[Records drawn from a dataset]
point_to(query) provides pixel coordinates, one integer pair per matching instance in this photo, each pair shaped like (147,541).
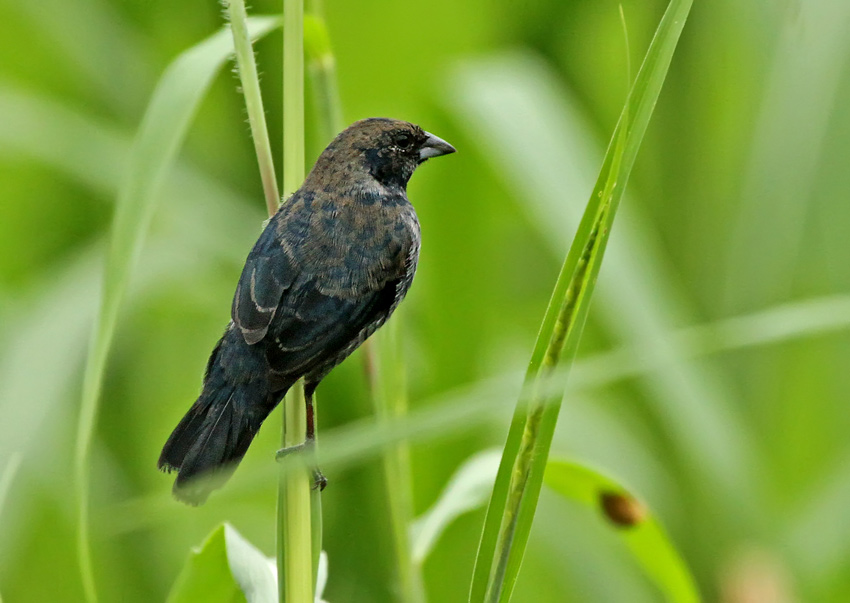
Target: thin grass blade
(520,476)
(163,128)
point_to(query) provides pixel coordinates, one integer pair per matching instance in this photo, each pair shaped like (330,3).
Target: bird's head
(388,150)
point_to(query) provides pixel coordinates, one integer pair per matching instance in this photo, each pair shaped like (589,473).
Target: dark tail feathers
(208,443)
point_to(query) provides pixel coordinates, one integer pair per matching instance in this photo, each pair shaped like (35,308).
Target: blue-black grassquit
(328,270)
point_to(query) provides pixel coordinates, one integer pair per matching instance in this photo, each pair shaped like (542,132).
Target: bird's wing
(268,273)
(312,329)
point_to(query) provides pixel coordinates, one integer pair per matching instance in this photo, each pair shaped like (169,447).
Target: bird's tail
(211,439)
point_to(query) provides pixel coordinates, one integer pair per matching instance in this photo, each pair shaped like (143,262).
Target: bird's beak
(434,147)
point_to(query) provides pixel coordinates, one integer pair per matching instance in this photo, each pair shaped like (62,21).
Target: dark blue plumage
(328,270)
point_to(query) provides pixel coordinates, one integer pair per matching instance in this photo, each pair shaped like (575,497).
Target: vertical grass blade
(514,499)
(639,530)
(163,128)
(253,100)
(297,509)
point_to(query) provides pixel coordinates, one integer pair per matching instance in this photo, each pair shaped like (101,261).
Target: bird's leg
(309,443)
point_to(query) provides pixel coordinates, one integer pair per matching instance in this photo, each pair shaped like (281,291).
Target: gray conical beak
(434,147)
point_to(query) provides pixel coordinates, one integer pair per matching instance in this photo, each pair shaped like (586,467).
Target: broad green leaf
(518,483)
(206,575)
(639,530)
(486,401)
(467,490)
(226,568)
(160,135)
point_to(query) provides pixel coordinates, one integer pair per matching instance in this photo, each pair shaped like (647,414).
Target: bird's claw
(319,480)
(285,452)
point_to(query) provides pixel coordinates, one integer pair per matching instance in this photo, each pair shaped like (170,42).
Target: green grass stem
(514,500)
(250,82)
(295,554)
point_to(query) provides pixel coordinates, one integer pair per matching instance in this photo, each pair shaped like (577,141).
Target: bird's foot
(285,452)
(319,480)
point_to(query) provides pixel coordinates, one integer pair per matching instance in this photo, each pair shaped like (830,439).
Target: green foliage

Problem to work on: Print the lines of the entries, exactly, from the one containing "shaped like (62,21)." down to the final line, and leave out all the others.

Task result:
point_to(query) provides pixel coordinates, one integer pair per matching instance in this photo, each pair shaped like (62,21).
Target: dark blue plumage
(328,270)
point_to(query) provides pixel coordinates, one integer pair per matching instance in this photo, each pair shaped like (575,497).
Target: vertical grass blade
(514,499)
(639,530)
(163,128)
(253,100)
(297,509)
point_to(query) provides pixel coordinates, one integer pair per matching instance in this photo, each pair shaped like (101,261).
Target: bird's leg
(309,443)
point_to(query) provides pixel coordinates, one integer pair per matching instance in this photo, each pair shaped like (281,291).
Target: gray conical beak
(434,147)
point_to(query) provides pixel coordinates, one integer pair per matching instance in this photo, each pair shaped like (586,467).
Target: broad green leaf
(518,483)
(206,575)
(639,530)
(486,401)
(467,490)
(226,568)
(160,135)
point_to(query) provides pixel coordinates, one integer pair per matching instance in this photo, each pair shaped like (647,414).
Target: bird's claw
(319,480)
(285,452)
point_to(query) provides pixel coordinates, one integer pair per matching instance in this photo, each pair shaped like (170,42).
Target: green grass stem
(514,500)
(250,82)
(295,554)
point_to(query) provides pixel coordinates, one integer pair per matching instance in this photo, each pair shaped like (577,141).
Target: bird's foot
(285,452)
(319,480)
point_to(query) provides pixel coordinates, one integer pair per matching instance in this photo, each pair shaped like (830,439).
Target: green foliage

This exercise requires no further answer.